Excerpt to read>
It’s possibly the most extreme sport ever invented and clearly insane, requiring impossible stamina, preternatural concentration and crazed courage. Grotesque, yet strangely hypnotic, oddly delicate — men like whippets on machines like Calder mobiles. All that and glorious French scenery to boot. This year began with three days in England– York, Midlands and the Home Counties run-in to London. Huge crowds all along the route.

Now we are riding along as the Tour circles the hexagon and watching as one historic region succeeds another. After the English start, the route appropriately enough commenced again on the English Channel and proceeds though World War I territory including Ypres (wipers to the Brits) and the one-time tapestry center of Arras. Then it’s on through Champagne country and into Lorraine, Alsace and the Vosges mountains. Soon they will be climbing the French Alps to Grenoble, then spiraling down to the sunny Sud for Roman Nimes and medieval Carcassonne. At last into the Pyrenees for grueling days that often decide the outcome. The race concludes with a few stages passing through delectable Gascony and the riverine beauty of the Dordogne until at last the survivors circle the center of Paris to sprint for the finish on the Champs-Elysees.

Along the way in Reims we will pass the Cathedral where the French kings were crowned, Nancy which Louis XV gave his father-in-law, Stanislaw, as a kind of wedding gift and Pau, the birthplace of Henry of Navarre who became the first of the Bourbon line.

Plus all the varied chateaux, stone towns, soaring churches imposing monasteries. Past legendary vineyards, rich fields with ripening crops, forested hills, lunar mountain peaks, crystal blue lakes and always the winding rivers with names like history set to music — Somme and Marne, Seine and Rhine, Rhone, Lot and Garonne.

In imagination, one can almost smell and taste the place as the bikes whizz past the sidewalk cafe, the brasserie, boulangerie, boucherie, patisserie, the majestic Michelin-starred temple of gastronomy, the small auberge, the neighborhood bistro.

It’s a race. It’s a vacation for the armchair traveler. It’s a history lesson. It’s time for a crusty baguette, a bit of Pont l’Eveque, a bowl of mussels, a glass of Tavel like liquid sunshine. Vive le Tour.

Exercise> Can you reproduce the Tour de France passage from "In imagination, one" to "Vive le Tour.", replacing "baguette" with "croissant"?

Given information>
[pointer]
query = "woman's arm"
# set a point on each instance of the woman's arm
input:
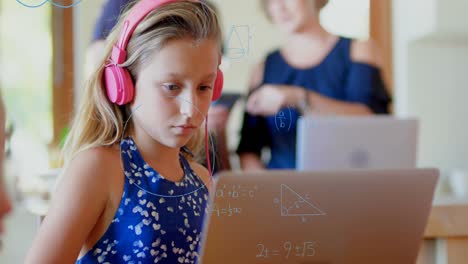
(251, 160)
(77, 204)
(363, 52)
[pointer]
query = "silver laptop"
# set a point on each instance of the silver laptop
(375, 142)
(318, 217)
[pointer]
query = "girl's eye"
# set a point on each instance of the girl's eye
(171, 87)
(205, 88)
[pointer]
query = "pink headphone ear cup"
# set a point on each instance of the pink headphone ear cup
(112, 83)
(218, 87)
(119, 85)
(128, 87)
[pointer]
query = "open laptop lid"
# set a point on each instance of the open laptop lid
(371, 142)
(329, 217)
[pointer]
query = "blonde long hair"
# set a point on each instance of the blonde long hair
(98, 122)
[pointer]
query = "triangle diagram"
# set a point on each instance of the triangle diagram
(293, 204)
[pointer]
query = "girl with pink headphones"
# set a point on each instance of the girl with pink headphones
(132, 191)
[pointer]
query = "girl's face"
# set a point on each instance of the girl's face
(291, 15)
(173, 92)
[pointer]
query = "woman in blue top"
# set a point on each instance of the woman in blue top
(131, 191)
(313, 71)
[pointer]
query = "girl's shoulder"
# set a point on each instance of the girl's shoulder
(366, 51)
(96, 166)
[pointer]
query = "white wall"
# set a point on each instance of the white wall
(430, 65)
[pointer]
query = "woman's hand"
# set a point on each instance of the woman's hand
(269, 99)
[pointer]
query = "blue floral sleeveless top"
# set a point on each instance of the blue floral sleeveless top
(158, 221)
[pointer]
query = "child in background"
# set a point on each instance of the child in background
(152, 209)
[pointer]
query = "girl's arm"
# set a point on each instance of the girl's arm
(79, 200)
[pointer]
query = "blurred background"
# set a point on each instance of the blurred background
(43, 53)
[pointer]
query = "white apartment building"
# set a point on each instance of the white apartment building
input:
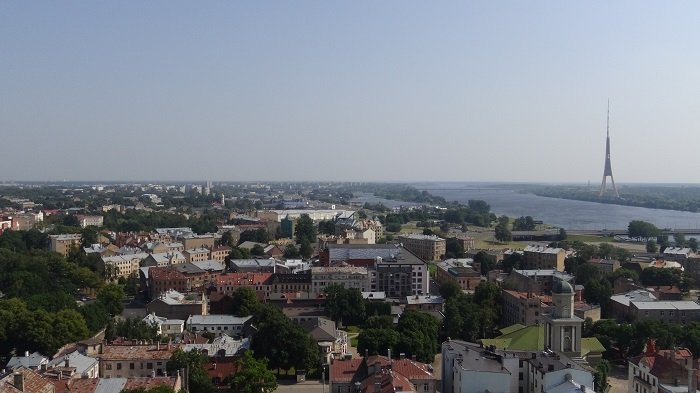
(347, 276)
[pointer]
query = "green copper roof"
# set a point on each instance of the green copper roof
(519, 337)
(591, 344)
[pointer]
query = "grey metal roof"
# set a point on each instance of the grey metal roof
(75, 359)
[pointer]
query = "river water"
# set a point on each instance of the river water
(565, 213)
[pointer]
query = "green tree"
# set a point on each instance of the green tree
(227, 239)
(418, 335)
(345, 306)
(652, 247)
(453, 248)
(376, 341)
(257, 250)
(449, 290)
(679, 240)
(486, 261)
(193, 361)
(253, 376)
(600, 378)
(305, 249)
(111, 296)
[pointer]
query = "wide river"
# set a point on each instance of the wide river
(564, 213)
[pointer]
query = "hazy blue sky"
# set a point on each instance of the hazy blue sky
(356, 90)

Result of the task>
In imagination, one can almost smell and taste the place as the bikes whizz past the sidewalk cafe, the brasserie, boulangerie, boucherie, patisserie, the majestic Michelin-starred temple of gastronomy, the small auberge, the neighborhood bistro.

It’s a race. It’s a vacation for the armchair traveler. It’s a history lesson. It’s time for a crusty croissant, a bit of Pont l’Eveque, a bowl of mussels, a glass of Tavel like liquid sunshine. Vive le Tour.